**Work item:**
Set down all of the data that follows, keeping every character.

**Collection entries:**
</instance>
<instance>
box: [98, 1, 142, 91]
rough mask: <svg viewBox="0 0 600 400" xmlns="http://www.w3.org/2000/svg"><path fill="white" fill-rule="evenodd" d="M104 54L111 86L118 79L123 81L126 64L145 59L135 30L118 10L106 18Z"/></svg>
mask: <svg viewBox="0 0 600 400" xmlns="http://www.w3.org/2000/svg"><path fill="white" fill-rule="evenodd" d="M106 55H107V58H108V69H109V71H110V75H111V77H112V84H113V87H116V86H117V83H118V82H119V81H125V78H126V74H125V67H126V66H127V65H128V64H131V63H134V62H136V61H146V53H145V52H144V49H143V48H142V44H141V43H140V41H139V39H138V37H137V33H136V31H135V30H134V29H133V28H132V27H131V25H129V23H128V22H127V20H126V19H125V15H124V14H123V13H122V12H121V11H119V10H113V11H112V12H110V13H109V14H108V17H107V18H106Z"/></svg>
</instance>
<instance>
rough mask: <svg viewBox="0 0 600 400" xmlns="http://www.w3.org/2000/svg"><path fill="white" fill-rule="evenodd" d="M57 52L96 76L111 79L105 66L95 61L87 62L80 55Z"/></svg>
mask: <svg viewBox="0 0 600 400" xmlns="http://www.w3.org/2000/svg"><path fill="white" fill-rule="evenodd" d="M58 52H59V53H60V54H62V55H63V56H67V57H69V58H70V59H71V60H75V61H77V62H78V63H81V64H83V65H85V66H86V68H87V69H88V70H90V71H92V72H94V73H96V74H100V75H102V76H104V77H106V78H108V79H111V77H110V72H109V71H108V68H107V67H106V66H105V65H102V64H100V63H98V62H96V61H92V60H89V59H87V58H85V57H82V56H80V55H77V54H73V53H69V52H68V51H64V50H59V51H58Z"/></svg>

**Response to this task:**
</instance>
<instance>
box: [98, 1, 142, 91]
rough mask: <svg viewBox="0 0 600 400" xmlns="http://www.w3.org/2000/svg"><path fill="white" fill-rule="evenodd" d="M104 54L111 86L118 79L123 81L126 64L145 59L135 30L118 10L106 18Z"/></svg>
mask: <svg viewBox="0 0 600 400" xmlns="http://www.w3.org/2000/svg"><path fill="white" fill-rule="evenodd" d="M106 55H107V58H108V69H109V71H110V75H111V77H112V84H113V87H116V86H117V83H118V82H119V81H125V78H126V74H125V67H126V66H127V65H128V64H131V63H134V62H136V61H146V53H145V52H144V49H143V48H142V44H141V43H140V41H139V39H138V37H137V33H136V31H135V30H134V29H133V28H132V27H131V25H129V23H128V22H127V20H126V19H125V15H124V14H123V13H122V12H121V11H119V10H113V11H112V12H110V13H109V14H108V17H107V18H106Z"/></svg>
</instance>
<instance>
rough mask: <svg viewBox="0 0 600 400" xmlns="http://www.w3.org/2000/svg"><path fill="white" fill-rule="evenodd" d="M57 52L96 76L111 79L105 66L95 61L87 62L80 55Z"/></svg>
mask: <svg viewBox="0 0 600 400" xmlns="http://www.w3.org/2000/svg"><path fill="white" fill-rule="evenodd" d="M58 52H59V53H60V54H62V55H63V56H67V57H69V58H70V59H71V60H75V61H77V62H78V63H81V64H83V65H85V66H86V68H87V69H88V70H90V71H92V72H94V73H96V74H100V75H102V76H104V77H106V78H108V79H111V77H110V72H109V71H108V68H107V67H106V66H105V65H102V64H100V63H98V62H96V61H92V60H89V59H87V58H85V57H82V56H80V55H77V54H73V53H69V52H68V51H64V50H59V51H58Z"/></svg>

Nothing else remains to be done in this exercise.